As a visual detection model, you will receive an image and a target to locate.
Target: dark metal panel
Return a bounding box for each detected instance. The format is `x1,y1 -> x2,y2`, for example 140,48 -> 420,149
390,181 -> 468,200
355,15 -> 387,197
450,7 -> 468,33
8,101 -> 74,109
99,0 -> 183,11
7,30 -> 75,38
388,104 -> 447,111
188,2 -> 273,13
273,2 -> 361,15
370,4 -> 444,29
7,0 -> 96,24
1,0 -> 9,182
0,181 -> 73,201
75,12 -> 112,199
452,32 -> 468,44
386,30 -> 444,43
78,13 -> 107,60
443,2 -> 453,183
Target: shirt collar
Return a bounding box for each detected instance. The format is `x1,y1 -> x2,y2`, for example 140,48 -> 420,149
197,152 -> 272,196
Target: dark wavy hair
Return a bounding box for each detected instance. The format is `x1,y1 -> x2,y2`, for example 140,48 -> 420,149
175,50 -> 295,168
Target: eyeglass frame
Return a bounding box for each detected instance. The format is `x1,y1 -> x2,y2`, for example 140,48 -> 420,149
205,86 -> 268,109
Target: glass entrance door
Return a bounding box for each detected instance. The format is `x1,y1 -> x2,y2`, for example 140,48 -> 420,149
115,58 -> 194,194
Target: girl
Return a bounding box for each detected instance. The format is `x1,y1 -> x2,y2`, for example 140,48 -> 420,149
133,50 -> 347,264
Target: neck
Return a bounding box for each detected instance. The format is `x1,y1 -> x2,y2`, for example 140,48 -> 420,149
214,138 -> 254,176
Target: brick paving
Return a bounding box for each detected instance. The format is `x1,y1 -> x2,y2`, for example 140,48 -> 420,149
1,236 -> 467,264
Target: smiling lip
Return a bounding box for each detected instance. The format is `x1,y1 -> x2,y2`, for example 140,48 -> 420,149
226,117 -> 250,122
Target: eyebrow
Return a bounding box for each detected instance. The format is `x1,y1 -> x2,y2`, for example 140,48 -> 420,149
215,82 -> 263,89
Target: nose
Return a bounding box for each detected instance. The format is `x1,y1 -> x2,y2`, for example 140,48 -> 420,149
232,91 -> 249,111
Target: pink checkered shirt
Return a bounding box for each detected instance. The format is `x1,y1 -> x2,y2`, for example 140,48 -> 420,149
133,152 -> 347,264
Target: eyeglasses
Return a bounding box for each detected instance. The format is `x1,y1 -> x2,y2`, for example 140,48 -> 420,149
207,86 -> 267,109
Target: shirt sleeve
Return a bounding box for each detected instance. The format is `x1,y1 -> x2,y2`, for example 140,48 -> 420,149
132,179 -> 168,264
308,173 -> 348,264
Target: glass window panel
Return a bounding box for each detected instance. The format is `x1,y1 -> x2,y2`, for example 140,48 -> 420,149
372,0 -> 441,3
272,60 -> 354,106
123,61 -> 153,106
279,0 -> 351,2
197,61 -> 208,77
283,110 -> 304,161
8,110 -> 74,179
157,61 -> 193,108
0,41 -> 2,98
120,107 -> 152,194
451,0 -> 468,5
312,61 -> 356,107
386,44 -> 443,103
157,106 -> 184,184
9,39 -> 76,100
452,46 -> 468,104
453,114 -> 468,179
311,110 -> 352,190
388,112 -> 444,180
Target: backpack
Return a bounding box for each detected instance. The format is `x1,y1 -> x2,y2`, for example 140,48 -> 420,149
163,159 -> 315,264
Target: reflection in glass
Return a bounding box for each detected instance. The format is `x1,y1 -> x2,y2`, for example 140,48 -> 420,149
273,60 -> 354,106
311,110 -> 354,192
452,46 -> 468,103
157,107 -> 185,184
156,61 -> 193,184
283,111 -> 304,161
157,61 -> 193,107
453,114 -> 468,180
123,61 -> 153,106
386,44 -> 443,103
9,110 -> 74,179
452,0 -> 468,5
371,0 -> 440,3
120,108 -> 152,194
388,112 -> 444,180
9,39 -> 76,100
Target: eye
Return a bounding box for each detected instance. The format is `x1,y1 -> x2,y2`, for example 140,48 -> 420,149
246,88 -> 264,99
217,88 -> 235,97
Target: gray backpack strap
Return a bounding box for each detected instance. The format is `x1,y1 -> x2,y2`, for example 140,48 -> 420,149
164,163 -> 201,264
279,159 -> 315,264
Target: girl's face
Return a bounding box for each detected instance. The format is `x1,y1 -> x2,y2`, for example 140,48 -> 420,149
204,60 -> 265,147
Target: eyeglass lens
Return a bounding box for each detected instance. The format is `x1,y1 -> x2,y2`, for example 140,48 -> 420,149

▸ **Problem details**:
Whenever a line in the listing above includes the word "dark", return that line.

▸ **Exercise output**:
Target: dark metal panel
Target: dark wavy hair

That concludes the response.